Swap each "Target" for "Query" in the data below, beginning at the line that contains "in green trunks." and stopping after the line that contains "[[211, 18]]". Return only those lines, with everything else in them unchanged.

──────── RECORDS TO PROCESS ────────

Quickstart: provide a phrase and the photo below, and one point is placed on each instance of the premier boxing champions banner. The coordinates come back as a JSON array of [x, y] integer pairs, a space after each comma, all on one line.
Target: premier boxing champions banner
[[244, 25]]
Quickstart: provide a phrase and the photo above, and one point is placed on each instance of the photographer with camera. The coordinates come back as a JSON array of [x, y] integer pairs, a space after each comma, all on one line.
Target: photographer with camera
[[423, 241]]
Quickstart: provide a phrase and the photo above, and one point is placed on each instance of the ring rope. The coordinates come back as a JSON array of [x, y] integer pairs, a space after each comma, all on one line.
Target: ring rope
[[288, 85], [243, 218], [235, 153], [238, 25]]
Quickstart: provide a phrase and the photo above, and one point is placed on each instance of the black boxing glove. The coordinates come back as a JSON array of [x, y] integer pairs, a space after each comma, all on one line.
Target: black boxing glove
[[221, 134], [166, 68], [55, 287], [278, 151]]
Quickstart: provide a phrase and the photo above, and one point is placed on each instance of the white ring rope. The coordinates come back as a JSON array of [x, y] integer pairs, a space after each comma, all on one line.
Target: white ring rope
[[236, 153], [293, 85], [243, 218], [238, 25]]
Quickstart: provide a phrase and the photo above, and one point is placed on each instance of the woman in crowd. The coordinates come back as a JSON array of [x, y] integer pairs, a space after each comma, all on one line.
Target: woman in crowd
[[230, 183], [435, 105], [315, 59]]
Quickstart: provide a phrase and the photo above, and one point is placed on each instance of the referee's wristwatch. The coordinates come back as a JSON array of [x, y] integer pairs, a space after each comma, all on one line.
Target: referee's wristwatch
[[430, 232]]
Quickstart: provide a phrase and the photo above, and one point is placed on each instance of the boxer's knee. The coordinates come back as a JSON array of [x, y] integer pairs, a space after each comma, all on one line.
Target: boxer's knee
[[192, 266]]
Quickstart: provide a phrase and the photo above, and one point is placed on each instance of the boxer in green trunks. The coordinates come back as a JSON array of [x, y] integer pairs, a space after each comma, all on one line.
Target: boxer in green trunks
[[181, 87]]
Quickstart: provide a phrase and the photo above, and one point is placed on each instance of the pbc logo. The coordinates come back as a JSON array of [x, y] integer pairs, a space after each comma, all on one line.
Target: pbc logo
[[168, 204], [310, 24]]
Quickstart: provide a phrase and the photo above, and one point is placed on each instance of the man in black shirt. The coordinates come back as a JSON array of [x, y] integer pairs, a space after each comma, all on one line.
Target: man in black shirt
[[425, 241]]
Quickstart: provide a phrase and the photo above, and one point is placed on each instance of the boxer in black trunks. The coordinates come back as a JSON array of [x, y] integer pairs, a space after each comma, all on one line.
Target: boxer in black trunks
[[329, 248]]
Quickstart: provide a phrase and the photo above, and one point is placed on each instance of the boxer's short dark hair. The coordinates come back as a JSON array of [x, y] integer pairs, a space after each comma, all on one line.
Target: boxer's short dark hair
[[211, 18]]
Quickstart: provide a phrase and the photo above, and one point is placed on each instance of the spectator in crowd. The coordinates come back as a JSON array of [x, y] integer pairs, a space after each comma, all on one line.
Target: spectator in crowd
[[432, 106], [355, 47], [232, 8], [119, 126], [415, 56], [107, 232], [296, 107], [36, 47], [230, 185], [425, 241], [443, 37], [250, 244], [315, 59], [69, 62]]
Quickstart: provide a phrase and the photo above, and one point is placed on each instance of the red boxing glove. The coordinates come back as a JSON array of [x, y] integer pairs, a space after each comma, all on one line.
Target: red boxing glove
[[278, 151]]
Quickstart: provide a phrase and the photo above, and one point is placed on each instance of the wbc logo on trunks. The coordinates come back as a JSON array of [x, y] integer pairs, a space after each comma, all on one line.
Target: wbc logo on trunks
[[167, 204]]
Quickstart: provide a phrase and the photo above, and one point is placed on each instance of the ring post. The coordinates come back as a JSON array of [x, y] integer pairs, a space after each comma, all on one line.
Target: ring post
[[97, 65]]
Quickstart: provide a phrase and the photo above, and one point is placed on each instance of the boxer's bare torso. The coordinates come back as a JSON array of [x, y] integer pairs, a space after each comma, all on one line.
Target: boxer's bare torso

────────

> [EXERCISE SOLUTION]
Quickstart: provide a phrase and the photo above, and one point is placed on each instance of the boxer in green trunks. The coordinates come back as a JSON array of [x, y] integer pairs, a space after each comma, all on one line.
Query: boxer in green trunks
[[181, 87]]
Quickstart: provide a phrase and the photo above, and one point is placed on each instance of the pbc logo. The coordinates come back as a JSON array of [x, y] integer pairs, a space after each comma, all on one line.
Query: pbc logo
[[168, 204], [310, 24]]
Quickstart: provide a phrase and the photo above, and one point is placed on each instance of the man in black shirt. The coordinates come back as a JSON array of [x, y] integer pairs, a space after each comma, all on one line.
Query: man in black shirt
[[425, 241]]
Quickstart: provide a phrase and the photo above, and one point is placed on each instance of the boxer in black trunks. The coordinates come back as a JSON array of [x, y] integer pairs, a space after each comma, all on one line.
Query: boxer in black trunks
[[329, 248]]
Quickstart: provide a phrase and the photo above, and one point is placed on each instance of the boxer's short dark hair. The coordinates come back as a JSON array of [x, y] integer pairs, a space after each comma, all on one line.
Query: boxer's short dark hair
[[211, 18]]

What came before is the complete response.